# [Information supplied]
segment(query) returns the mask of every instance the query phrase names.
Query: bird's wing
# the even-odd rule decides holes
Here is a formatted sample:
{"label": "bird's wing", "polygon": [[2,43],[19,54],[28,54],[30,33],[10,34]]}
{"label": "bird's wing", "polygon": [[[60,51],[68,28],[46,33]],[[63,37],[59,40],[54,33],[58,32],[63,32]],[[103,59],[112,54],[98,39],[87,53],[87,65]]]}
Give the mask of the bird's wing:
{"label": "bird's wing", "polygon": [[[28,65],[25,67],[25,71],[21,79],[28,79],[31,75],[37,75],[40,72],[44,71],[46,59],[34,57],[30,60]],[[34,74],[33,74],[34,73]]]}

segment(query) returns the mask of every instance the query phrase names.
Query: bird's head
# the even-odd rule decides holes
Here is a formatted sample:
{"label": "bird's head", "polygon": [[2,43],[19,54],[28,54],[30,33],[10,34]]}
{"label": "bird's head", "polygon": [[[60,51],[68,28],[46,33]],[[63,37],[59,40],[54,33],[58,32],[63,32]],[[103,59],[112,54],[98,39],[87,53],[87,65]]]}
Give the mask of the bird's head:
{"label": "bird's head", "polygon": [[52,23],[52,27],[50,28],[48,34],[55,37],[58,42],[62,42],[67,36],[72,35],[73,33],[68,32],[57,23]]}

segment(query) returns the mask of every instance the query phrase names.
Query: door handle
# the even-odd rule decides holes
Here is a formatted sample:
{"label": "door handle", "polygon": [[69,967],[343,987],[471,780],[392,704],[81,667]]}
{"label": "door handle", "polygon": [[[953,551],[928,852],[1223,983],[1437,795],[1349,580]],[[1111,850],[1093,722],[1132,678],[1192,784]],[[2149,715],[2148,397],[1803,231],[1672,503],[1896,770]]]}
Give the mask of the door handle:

==

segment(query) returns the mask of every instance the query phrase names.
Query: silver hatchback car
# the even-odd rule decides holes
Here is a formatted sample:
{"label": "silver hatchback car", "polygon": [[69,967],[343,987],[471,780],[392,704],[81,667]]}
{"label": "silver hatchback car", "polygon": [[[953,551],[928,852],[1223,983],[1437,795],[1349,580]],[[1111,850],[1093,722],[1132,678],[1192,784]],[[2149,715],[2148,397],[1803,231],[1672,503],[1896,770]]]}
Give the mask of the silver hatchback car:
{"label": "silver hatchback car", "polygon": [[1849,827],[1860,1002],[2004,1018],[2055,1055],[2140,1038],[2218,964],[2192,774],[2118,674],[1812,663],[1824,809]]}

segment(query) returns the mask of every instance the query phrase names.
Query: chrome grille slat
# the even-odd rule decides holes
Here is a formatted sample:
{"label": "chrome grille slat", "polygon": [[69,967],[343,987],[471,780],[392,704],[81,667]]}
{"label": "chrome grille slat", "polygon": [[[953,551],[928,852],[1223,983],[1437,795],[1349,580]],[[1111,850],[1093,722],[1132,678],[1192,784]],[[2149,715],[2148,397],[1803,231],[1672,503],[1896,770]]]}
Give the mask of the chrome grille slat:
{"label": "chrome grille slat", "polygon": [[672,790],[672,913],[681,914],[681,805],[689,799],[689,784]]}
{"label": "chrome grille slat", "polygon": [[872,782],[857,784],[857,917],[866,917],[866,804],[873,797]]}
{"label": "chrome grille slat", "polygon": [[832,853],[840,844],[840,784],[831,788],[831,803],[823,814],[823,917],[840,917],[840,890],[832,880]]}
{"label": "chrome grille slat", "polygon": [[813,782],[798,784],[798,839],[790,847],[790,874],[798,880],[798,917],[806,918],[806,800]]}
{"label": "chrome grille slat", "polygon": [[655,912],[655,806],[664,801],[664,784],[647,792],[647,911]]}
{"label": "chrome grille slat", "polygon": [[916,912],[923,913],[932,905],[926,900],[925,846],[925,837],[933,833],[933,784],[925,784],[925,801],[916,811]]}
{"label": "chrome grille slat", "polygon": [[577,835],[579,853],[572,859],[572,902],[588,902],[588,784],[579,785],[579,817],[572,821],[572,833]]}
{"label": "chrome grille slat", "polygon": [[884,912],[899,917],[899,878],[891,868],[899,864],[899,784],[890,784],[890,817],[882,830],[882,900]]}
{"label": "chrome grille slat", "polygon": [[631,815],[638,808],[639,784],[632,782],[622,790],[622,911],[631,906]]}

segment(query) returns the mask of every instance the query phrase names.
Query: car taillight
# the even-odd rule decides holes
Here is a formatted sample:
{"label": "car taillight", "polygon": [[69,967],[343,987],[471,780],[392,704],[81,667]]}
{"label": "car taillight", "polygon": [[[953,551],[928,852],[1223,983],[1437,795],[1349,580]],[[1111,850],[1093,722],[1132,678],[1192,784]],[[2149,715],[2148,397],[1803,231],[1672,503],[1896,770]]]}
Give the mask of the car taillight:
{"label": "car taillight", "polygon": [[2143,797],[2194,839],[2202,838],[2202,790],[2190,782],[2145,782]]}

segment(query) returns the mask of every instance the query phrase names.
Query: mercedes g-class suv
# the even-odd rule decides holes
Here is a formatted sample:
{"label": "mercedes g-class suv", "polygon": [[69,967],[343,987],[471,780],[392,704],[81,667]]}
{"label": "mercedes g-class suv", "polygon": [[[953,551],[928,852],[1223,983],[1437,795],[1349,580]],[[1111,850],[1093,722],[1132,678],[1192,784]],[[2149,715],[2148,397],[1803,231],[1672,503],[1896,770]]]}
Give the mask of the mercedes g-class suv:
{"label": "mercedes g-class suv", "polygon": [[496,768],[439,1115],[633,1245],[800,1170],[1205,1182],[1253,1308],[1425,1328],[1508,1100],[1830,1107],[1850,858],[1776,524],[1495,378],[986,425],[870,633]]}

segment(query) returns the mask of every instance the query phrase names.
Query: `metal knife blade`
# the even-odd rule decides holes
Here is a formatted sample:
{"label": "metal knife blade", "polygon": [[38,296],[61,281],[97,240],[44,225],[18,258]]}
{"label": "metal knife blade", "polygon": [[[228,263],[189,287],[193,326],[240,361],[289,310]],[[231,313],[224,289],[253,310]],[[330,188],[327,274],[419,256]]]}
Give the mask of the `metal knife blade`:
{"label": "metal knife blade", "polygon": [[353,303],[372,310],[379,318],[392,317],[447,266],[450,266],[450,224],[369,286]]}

# [Problem details]
Would you please write out, exactly and with no other lines, the stretch of the listing above from the line containing "Give the mask of the silver" through the line containing "Query: car taillight"?

# [Problem solution]
Give the mask of the silver hatchback car:
{"label": "silver hatchback car", "polygon": [[1849,827],[1860,1002],[2004,1018],[2055,1055],[2140,1038],[2218,964],[2192,774],[2118,674],[1812,663],[1824,809]]}

segment(query) returns the mask of every instance the query phrase names.
Query: chrome grille slat
# the even-odd rule decides holes
Here is a formatted sample:
{"label": "chrome grille slat", "polygon": [[69,967],[343,987],[471,780],[392,704],[81,667]]}
{"label": "chrome grille slat", "polygon": [[[953,551],[928,852],[1223,983],[1437,795],[1349,580]],[[1111,850],[1093,722],[1132,678],[1192,784]],[[2149,715],[2148,397],[1803,231],[1672,503],[1896,770]]]}
Give the mask of the chrome grille slat:
{"label": "chrome grille slat", "polygon": [[672,790],[672,913],[681,914],[681,805],[689,799],[689,784]]}
{"label": "chrome grille slat", "polygon": [[872,782],[857,784],[857,917],[866,917],[866,804],[873,797]]}
{"label": "chrome grille slat", "polygon": [[832,853],[840,844],[840,784],[831,788],[831,803],[823,814],[823,917],[840,917],[840,890],[832,880]]}
{"label": "chrome grille slat", "polygon": [[813,782],[798,784],[798,839],[790,847],[790,874],[798,880],[798,917],[806,918],[806,800]]}
{"label": "chrome grille slat", "polygon": [[655,912],[655,806],[664,801],[664,784],[647,792],[647,911]]}
{"label": "chrome grille slat", "polygon": [[916,912],[923,913],[932,905],[926,900],[925,846],[925,837],[933,833],[933,784],[925,784],[925,801],[916,811]]}
{"label": "chrome grille slat", "polygon": [[577,835],[579,853],[572,859],[572,902],[588,902],[588,784],[579,785],[579,817],[572,821],[572,833]]}
{"label": "chrome grille slat", "polygon": [[884,912],[899,917],[899,878],[891,868],[899,864],[899,784],[890,784],[890,817],[882,830],[882,900]]}
{"label": "chrome grille slat", "polygon": [[631,815],[638,808],[639,784],[632,782],[622,790],[622,911],[631,906]]}

segment(query) returns the mask of every instance the query phrase names.
Query: car taillight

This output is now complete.